### Text segment
⟨
Where several grounds of negligence are charged and there is an entire lack of proof on any, it is the duty of the trial court to withdraw such allegations from the consideration of the jury, or by proper instruction to limit the jury to those allegations of negligence which are supported by the evidence.
2. Trial--Instructions--Covering Issues.
It is the duty of the court, upon request, to give proper instructions substantially covering the issues and evidence produced at the trial of the case, and it is fundamental error to fail to do so.
3. Same -- Abstract Instructions.
The giving of instructions which consist of correct abstract propositions of law, but have no special reference to the particular issues involved in the case on trial, is not compliance with section 5002, Rev. Laws, which requires the court to give general instructions to the jury.
4. Appeal and Error--Prejudicial Error--Insufficient Instructions.
Where the jury receives no specific instructions on the law applicable to the particular issues involved, such error cannot be held to be harmless under the provisions of section 6005, Rev. Laws 1910.
5. Master and Servant -- Relation of EmPloye--Being Elsewhere than Place of Work.
An employe, who unnecessarily leaves his employment and assumes a position of peril for his own pleasure or convenience, ceases to be an employe for the time being, and becomes either a trespasser or at best a mere licensee. This is true where an employe leaves his place of work and goes to another part of employer's premises which is not intended for his use.
6. Same -- Duty of Master to Guard Machinery.
The duty of an employer to guard machinery extends to a person employed while in the performance of his duty, but does not extend to a person acting outside the scope of his employment.
7. Negligence--Duty to Trespasser.
⟩
### Things to do
[1] Quote the text on negligence and jury instructions in full, word for word.
[2] Display each line of the listing that contains the word "white".

### Records for this task
⟨
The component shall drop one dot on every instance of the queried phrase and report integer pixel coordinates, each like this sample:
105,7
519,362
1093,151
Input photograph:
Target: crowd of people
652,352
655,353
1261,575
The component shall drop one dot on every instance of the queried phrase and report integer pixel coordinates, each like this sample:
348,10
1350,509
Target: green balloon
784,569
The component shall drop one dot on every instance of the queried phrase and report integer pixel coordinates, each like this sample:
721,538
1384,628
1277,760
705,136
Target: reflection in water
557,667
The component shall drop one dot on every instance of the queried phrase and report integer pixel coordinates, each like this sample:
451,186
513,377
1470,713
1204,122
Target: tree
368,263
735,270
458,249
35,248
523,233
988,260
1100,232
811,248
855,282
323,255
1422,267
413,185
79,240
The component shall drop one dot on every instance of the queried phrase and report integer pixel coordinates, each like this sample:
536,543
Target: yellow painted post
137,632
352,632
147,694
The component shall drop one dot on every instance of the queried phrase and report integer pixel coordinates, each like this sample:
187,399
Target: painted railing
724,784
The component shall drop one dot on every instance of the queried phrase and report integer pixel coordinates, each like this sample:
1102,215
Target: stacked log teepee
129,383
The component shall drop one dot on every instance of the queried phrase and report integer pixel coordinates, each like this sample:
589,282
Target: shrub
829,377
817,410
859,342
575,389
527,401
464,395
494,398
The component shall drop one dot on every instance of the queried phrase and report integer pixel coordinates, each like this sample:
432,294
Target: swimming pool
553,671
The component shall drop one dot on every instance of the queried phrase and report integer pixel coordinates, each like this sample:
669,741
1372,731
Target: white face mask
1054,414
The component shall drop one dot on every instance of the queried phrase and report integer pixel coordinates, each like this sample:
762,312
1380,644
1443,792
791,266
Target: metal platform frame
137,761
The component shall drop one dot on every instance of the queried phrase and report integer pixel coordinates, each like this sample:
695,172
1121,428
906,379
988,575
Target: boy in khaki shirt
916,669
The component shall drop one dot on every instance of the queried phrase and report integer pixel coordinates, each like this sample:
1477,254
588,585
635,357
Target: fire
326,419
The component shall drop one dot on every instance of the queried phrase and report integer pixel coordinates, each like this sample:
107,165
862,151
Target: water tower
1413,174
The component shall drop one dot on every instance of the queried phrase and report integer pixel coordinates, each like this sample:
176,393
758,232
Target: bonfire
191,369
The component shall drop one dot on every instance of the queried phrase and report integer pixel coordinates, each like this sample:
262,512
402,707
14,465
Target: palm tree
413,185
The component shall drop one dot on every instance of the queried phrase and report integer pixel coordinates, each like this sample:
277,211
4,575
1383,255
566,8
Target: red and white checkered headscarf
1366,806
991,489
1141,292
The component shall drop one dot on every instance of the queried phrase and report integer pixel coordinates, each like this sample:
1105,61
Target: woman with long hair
⟩
### Solutions for each task
[1]
Where several grounds of negligence are charged and there is an entire lack of proof on any, it is the duty of the trial court to withdraw such allegations from the consideration of the jury, or by proper instruction to limit the jury to those allegations of negligence which are supported by the evidence.
2. Trial--Instructions--Covering Issues.
It is the duty of the court, upon request, to give proper instructions substantially covering the issues and evidence produced at the trial of the case, and it is fundamental error to fail to do so.
3. Same -- Abstract Instructions.
The giving of instructions which consist of correct abstract propositions of law, but have no special reference to the particular issues involved in the case on trial, is not compliance with section 5002, Rev. Laws, which requires the court to give general instructions to the jury.
4. Appeal and Error--Prejudicial Error--Insufficient Instructions.
Where the jury receives no specific instructions on the law applicable to the particular issues involved, such error cannot be held to be harmless under the provisions of section 6005, Rev. Laws 1910.
5. Master and Servant -- Relation of EmPloye--Being Elsewhere than Place of Work.
An employe, who unnecessarily leaves his employment and assumes a position of peril for his own pleasure or convenience, ceases to be an employe for the time being, and becomes either a trespasser or at best a mere licensee. This is true where an employe leaves his place of work and goes to another part of employer's premises which is not intended for his use.
6. Same -- Duty of Master to Guard Machinery.
The duty of an employer to guard machinery extends to a person employed while in the performance of his duty, but does not extend to a person acting outside the scope of his employment.
7. Negligence--Duty to Trespasser.

[2]
Target: white face mask
Target: red and white checkered headscarf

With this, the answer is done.